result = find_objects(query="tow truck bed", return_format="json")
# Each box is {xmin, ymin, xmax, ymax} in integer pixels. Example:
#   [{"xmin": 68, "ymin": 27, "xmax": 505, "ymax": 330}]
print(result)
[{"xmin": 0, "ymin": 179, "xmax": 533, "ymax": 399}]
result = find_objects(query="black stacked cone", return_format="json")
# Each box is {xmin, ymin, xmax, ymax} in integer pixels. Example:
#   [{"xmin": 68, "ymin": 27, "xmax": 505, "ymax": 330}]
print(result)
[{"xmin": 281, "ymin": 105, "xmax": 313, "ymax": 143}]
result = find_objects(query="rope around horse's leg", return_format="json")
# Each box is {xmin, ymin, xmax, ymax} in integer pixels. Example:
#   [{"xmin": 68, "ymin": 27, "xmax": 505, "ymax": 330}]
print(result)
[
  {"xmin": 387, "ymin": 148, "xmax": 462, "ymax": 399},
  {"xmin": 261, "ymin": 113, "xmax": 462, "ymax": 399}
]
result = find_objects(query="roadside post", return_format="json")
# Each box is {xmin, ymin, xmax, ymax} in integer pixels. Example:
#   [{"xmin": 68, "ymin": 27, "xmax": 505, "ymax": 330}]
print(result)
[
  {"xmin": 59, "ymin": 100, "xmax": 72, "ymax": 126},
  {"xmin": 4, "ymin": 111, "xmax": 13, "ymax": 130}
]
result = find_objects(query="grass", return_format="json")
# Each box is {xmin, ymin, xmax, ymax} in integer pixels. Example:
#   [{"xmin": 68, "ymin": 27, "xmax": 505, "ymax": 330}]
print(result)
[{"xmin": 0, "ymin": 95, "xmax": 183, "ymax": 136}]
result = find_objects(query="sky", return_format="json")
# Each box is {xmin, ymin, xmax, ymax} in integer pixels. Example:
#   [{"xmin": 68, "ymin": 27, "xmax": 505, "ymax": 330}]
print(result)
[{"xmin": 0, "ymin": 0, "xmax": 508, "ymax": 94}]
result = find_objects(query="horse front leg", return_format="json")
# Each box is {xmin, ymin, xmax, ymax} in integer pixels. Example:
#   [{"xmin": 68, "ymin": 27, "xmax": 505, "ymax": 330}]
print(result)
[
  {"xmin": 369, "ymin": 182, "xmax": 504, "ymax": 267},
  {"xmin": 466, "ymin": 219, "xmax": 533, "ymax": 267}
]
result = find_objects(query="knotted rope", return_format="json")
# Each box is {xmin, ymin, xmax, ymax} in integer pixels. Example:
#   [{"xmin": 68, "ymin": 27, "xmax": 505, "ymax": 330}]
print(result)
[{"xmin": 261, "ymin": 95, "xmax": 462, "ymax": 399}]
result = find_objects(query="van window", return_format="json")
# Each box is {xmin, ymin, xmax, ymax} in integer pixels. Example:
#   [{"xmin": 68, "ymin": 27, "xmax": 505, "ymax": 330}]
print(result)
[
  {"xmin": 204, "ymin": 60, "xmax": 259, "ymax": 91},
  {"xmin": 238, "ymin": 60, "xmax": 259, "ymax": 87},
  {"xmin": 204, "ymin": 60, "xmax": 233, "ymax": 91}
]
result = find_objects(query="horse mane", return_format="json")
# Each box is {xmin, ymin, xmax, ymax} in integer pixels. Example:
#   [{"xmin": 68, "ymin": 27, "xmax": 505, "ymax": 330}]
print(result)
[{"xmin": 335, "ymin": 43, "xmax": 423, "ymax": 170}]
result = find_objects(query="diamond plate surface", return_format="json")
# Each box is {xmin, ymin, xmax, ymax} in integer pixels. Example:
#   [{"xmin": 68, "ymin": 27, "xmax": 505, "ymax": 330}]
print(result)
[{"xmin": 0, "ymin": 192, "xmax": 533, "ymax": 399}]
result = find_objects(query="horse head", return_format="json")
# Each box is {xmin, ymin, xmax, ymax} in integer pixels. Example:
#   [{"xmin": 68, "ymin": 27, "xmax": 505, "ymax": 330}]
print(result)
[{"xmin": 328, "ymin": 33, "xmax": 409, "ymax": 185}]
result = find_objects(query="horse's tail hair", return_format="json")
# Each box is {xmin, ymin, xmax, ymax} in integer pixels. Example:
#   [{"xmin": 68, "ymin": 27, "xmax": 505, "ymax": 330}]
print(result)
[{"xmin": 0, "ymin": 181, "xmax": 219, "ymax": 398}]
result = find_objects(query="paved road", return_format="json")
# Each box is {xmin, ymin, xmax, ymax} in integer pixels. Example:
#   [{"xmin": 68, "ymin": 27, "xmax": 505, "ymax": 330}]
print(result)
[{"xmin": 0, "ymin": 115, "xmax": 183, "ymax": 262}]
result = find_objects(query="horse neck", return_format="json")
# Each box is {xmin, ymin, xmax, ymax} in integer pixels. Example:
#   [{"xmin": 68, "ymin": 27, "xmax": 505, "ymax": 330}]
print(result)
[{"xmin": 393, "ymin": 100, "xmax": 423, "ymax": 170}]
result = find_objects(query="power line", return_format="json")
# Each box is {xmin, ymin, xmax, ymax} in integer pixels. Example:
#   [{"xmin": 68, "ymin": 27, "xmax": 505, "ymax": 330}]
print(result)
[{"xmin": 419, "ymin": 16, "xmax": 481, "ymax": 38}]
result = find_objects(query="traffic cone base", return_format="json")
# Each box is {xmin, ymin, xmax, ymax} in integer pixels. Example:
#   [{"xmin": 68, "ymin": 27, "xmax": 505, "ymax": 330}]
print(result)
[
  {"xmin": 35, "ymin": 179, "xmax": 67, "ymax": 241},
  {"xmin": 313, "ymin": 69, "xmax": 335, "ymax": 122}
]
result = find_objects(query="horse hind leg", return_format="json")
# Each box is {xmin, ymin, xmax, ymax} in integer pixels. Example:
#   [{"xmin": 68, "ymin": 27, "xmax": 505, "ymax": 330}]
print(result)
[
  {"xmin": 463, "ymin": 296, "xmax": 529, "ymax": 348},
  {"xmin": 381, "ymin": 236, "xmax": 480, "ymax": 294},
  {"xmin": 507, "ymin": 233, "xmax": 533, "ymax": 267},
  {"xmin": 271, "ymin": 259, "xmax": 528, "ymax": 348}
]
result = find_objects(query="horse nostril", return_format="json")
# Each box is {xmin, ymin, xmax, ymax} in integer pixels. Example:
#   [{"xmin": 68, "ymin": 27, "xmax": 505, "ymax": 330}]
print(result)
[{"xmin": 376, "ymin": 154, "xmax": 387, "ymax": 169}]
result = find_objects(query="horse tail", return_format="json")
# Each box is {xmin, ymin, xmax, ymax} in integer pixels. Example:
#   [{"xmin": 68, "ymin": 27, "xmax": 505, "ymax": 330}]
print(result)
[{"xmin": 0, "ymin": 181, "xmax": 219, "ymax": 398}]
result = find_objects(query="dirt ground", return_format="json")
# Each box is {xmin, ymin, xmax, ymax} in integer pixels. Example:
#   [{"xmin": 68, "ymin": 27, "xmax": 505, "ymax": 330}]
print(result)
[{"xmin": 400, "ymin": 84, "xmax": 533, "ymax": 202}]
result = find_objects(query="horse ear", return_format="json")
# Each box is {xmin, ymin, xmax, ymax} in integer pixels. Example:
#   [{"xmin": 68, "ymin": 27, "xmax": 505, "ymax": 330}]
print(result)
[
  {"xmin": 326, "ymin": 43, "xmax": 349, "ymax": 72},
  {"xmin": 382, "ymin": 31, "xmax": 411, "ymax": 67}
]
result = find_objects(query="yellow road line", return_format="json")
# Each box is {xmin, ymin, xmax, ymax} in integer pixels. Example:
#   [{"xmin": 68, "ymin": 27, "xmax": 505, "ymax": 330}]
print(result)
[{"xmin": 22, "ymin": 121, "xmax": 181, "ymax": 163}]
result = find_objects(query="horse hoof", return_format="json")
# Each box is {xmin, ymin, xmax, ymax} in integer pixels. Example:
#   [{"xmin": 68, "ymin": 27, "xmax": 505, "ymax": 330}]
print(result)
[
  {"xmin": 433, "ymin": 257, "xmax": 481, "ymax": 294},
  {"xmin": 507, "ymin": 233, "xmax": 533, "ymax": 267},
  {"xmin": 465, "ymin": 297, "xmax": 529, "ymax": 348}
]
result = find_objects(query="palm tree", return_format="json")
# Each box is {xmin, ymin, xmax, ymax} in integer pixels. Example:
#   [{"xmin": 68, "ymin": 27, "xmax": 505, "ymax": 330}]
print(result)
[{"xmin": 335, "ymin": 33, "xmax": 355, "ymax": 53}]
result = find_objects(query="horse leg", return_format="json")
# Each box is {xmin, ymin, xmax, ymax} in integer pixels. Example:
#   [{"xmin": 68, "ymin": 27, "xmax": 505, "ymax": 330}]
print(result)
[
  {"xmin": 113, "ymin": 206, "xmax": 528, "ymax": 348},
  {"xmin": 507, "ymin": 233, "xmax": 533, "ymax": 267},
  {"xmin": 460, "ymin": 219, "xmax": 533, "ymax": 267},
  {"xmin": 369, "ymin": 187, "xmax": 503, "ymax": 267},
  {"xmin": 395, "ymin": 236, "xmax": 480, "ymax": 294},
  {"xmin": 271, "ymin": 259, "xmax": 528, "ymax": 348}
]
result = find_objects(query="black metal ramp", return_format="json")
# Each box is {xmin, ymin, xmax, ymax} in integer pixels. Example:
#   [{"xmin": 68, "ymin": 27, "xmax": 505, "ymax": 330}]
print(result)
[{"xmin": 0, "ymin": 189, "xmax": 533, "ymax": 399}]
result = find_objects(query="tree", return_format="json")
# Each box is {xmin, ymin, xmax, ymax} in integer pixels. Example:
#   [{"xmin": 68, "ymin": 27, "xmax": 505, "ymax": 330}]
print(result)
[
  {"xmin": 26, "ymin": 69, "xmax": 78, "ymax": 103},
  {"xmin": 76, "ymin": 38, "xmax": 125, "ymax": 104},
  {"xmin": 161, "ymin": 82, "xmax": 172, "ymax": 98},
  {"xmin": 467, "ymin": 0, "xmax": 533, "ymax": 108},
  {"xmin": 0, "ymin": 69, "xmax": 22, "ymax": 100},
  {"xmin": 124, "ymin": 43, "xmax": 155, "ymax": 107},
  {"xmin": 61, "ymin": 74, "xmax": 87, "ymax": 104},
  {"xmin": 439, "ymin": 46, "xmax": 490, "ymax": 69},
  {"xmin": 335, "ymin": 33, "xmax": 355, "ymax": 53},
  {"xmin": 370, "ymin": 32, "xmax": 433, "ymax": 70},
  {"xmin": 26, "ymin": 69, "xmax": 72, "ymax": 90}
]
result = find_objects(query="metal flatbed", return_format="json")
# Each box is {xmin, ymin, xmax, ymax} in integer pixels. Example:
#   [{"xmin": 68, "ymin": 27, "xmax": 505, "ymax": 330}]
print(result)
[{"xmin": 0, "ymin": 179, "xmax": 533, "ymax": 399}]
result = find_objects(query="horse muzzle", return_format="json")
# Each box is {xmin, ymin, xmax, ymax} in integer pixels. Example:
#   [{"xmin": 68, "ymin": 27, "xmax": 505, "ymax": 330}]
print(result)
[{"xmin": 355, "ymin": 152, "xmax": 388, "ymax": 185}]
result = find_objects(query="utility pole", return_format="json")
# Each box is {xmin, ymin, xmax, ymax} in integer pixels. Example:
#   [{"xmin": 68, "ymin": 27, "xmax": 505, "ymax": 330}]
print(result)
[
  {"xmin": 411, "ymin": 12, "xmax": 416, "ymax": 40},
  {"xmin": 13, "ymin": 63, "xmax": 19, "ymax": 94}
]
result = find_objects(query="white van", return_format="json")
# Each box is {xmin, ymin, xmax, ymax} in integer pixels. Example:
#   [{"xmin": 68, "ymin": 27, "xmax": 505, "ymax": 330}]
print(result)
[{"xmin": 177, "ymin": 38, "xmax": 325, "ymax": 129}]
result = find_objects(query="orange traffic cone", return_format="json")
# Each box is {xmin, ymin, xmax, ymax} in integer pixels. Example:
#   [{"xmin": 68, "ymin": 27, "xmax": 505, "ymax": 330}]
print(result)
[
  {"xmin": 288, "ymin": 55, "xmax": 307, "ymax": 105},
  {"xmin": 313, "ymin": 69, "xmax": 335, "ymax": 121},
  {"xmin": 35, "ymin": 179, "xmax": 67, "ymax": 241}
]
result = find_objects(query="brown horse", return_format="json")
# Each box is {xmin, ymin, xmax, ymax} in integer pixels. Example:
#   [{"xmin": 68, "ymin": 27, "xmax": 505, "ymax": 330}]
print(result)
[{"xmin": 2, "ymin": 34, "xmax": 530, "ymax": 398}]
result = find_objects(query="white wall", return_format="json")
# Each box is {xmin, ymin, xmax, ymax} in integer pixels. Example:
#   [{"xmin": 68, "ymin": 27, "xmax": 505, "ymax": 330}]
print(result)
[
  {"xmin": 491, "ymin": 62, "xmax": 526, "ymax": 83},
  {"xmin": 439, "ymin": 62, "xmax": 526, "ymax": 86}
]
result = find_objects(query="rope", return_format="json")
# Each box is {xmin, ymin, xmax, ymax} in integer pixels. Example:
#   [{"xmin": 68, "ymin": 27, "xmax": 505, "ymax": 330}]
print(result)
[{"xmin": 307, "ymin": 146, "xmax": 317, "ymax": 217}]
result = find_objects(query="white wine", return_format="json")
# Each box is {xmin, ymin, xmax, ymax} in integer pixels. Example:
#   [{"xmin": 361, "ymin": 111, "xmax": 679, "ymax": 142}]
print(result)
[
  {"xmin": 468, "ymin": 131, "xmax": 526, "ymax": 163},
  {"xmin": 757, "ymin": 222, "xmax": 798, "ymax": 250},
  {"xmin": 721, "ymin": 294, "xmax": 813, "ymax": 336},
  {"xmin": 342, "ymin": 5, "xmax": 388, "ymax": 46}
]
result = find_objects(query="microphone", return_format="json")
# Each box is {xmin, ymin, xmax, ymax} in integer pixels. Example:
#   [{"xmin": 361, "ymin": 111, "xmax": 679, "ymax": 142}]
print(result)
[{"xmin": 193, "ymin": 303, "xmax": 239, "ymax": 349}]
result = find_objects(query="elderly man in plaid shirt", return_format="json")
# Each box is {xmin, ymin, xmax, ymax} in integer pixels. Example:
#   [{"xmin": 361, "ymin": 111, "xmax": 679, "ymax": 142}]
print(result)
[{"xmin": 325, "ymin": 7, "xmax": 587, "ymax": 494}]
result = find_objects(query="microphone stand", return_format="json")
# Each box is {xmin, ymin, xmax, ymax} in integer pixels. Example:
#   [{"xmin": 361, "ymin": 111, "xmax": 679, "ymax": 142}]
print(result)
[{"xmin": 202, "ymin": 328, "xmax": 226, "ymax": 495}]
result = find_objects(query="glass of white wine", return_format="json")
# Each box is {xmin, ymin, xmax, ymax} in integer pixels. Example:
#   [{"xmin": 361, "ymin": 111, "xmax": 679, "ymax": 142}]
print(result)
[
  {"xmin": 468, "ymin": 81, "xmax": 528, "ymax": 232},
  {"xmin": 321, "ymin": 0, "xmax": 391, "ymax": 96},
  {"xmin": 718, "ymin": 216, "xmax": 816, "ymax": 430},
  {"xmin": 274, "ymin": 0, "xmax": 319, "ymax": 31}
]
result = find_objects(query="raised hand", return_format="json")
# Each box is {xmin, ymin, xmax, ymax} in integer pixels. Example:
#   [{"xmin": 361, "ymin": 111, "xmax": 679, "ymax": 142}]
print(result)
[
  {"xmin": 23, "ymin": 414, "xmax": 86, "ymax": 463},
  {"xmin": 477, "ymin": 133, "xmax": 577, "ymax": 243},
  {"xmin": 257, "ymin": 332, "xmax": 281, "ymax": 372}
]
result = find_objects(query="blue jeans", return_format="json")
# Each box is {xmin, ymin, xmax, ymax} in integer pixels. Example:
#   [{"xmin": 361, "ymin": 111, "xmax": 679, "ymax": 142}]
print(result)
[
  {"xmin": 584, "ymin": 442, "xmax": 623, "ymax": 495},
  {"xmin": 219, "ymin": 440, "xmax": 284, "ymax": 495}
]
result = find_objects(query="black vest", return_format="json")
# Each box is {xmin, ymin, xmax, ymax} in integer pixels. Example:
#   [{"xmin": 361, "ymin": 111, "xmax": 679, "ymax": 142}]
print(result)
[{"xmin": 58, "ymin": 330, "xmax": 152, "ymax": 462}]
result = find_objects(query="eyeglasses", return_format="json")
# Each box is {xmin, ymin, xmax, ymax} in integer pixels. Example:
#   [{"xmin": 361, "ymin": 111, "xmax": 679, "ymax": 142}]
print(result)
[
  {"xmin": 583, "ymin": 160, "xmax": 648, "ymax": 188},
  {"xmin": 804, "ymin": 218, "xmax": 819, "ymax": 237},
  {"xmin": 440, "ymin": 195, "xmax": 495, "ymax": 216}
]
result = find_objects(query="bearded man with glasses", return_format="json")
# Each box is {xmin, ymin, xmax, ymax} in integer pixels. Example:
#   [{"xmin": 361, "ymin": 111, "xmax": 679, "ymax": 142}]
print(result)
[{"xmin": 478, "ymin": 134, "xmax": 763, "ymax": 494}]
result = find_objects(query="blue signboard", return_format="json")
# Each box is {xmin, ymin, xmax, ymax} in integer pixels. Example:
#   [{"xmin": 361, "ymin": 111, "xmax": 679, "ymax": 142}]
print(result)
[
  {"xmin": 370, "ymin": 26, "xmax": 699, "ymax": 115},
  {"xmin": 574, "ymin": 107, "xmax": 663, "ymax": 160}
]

────

- [OBJECTIVE]: Extract every line of the records above that contains the string "metal", and note that case counts.

- [REPLY]:
result = find_objects(query="black metal ramp", return_format="json")
result = find_objects(query="metal flatbed", return_format="json")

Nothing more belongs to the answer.